## TEXT SECTION
Filtering resources - adewg/ICAR GitHub Wiki

Context

Many use cases only need a specific subset of a resource. For example, when querying the animals endpoint in the registration API, you may be interested in only the alive animals, the ones that were on the farm in a specific period, or maybe the ones that require attention. Some filters are quite common, others are very use-case specific. Selecting on a date range is very common. Not all filters are as easy to implement. For example: the 'requires attention' filter may be easy to implement for servers that work closely with a farmer and have task-lists etc implemented, but not so much for basic registration systems.

Providing proper filters on an endpoint may reduce the load on the server (since it can deliver less data) but only if that filter is easily added / readily available for that server. A client can always filter out the animals it needs for a specific use case, provided that it has the information need to do so. As such, within ICAR ADE, filters are not compulsory. Instead, the standard focuses on creating common names for possible filters. However, a client cannot depend on the data source implementing that filter. As such, a client should expect the possibility of more data being delivered than one would expect based on the filter parameters. Common filters, specifically the ones that filter on required data in the message, should be easily implemented and as such are recommended for any data source.

(As a side note: discovery of which filters are available for a data source is a topic we are investigating.)

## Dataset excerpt
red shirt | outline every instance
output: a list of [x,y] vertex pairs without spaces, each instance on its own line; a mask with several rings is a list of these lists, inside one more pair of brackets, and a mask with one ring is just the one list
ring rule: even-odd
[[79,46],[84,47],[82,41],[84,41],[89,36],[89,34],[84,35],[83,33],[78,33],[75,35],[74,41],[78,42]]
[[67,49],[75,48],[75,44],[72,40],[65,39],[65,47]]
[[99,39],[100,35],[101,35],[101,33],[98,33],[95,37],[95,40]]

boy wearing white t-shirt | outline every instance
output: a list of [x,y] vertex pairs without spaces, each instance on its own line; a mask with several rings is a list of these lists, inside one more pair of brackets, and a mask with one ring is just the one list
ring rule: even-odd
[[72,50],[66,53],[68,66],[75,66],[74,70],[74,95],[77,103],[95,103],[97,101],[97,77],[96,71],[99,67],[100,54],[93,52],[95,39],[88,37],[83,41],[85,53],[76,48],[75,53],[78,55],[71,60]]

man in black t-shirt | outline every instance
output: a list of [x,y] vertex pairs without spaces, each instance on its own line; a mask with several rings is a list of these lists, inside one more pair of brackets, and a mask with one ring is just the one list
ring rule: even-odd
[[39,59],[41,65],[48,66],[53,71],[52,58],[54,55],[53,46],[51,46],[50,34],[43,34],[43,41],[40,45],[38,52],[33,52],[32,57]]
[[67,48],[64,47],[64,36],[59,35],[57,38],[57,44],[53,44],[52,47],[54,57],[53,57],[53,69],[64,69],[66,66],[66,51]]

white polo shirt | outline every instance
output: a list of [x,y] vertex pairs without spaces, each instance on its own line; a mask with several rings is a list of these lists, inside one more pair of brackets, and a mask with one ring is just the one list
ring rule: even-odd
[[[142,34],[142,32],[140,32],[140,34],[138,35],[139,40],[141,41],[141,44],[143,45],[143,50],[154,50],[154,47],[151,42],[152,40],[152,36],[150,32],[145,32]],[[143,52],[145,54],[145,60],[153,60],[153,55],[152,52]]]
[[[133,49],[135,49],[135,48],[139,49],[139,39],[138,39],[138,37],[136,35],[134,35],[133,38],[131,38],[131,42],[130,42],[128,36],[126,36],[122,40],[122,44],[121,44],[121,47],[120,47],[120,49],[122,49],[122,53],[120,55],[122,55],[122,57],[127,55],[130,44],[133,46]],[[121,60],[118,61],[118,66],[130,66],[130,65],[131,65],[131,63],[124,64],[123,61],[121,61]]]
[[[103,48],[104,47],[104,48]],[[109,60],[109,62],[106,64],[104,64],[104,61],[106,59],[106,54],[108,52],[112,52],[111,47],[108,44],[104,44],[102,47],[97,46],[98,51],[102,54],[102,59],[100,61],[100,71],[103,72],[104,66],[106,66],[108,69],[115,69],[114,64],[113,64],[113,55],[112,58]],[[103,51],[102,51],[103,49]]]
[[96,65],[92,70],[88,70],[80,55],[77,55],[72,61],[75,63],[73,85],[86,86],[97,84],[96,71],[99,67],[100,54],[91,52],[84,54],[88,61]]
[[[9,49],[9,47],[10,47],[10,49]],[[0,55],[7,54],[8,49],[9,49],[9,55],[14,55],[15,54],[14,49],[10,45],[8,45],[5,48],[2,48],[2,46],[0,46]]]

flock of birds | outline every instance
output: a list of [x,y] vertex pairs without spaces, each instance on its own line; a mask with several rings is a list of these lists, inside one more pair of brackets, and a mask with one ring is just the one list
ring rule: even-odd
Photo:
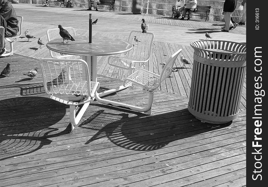
[[[141,20],[141,21],[142,21],[142,22],[141,23],[141,30],[142,30],[142,33],[146,33],[147,32],[147,30],[149,28],[149,24],[146,22],[145,22],[144,19],[143,18]],[[97,21],[98,19],[97,19],[95,21],[92,22],[92,24],[96,24]],[[62,43],[65,43],[64,41],[65,40],[67,41],[67,43],[69,42],[69,40],[71,40],[71,41],[75,41],[75,39],[73,38],[72,36],[71,36],[68,31],[64,29],[62,27],[62,26],[61,25],[59,25],[58,26],[58,27],[59,29],[60,35],[62,38],[62,39],[63,40],[63,41],[62,42]],[[25,34],[25,37],[28,39],[28,41],[29,41],[29,39],[30,38],[36,38],[34,36],[30,34],[30,31],[28,29],[27,29],[26,31],[24,32],[24,34]],[[205,36],[206,37],[206,40],[208,39],[208,38],[212,38],[210,36],[209,34],[207,32],[206,33]],[[136,36],[134,36],[134,38],[135,42],[141,41],[139,41],[138,39],[136,38]],[[45,45],[45,44],[40,38],[39,38],[38,40],[37,41],[37,43],[38,45],[39,45],[39,47],[38,48],[41,48],[41,46],[42,45]],[[181,67],[181,68],[186,67],[186,65],[192,64],[188,60],[184,58],[183,56],[181,55],[180,56],[180,60],[181,63],[182,63],[183,65],[182,67]],[[165,65],[166,65],[166,63],[164,62],[160,64],[161,65],[162,65],[162,67],[163,68],[165,66]],[[12,70],[10,66],[10,64],[9,63],[7,64],[7,66],[6,67],[4,68],[4,69],[1,72],[1,74],[0,74],[0,75],[3,75],[6,77],[9,77],[9,74],[11,72]],[[34,69],[29,71],[27,73],[23,74],[28,76],[32,79],[33,78],[35,78],[37,74],[37,71],[38,69],[39,69],[39,68],[36,67]],[[172,70],[173,71],[177,71],[177,70],[175,69],[174,68],[173,68]],[[62,74],[62,72],[61,72],[60,75]]]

## TASK BRIEF
Reproduce the passage of the filtering resources page above from "Filtering resources - adewg/ICAR" to "basic registration systems.", word for word.

## RESULT OF THIS EXERCISE
Filtering resources - adewg/ICAR GitHub Wiki

Context

Many use cases only need a specific subset of a resource. For example, when querying the animals endpoint in the registration API, you may be interested in only the alive animals, the ones that were on the farm in a specific period, or maybe the ones that require attention. Some filters are quite common, others are very use-case specific. Selecting on a date range is very common. Not all filters are as easy to implement. For example: the 'requires attention' filter may be easy to implement for servers that work closely with a farmer and have task-lists etc implemented, but not so much for basic registration systems.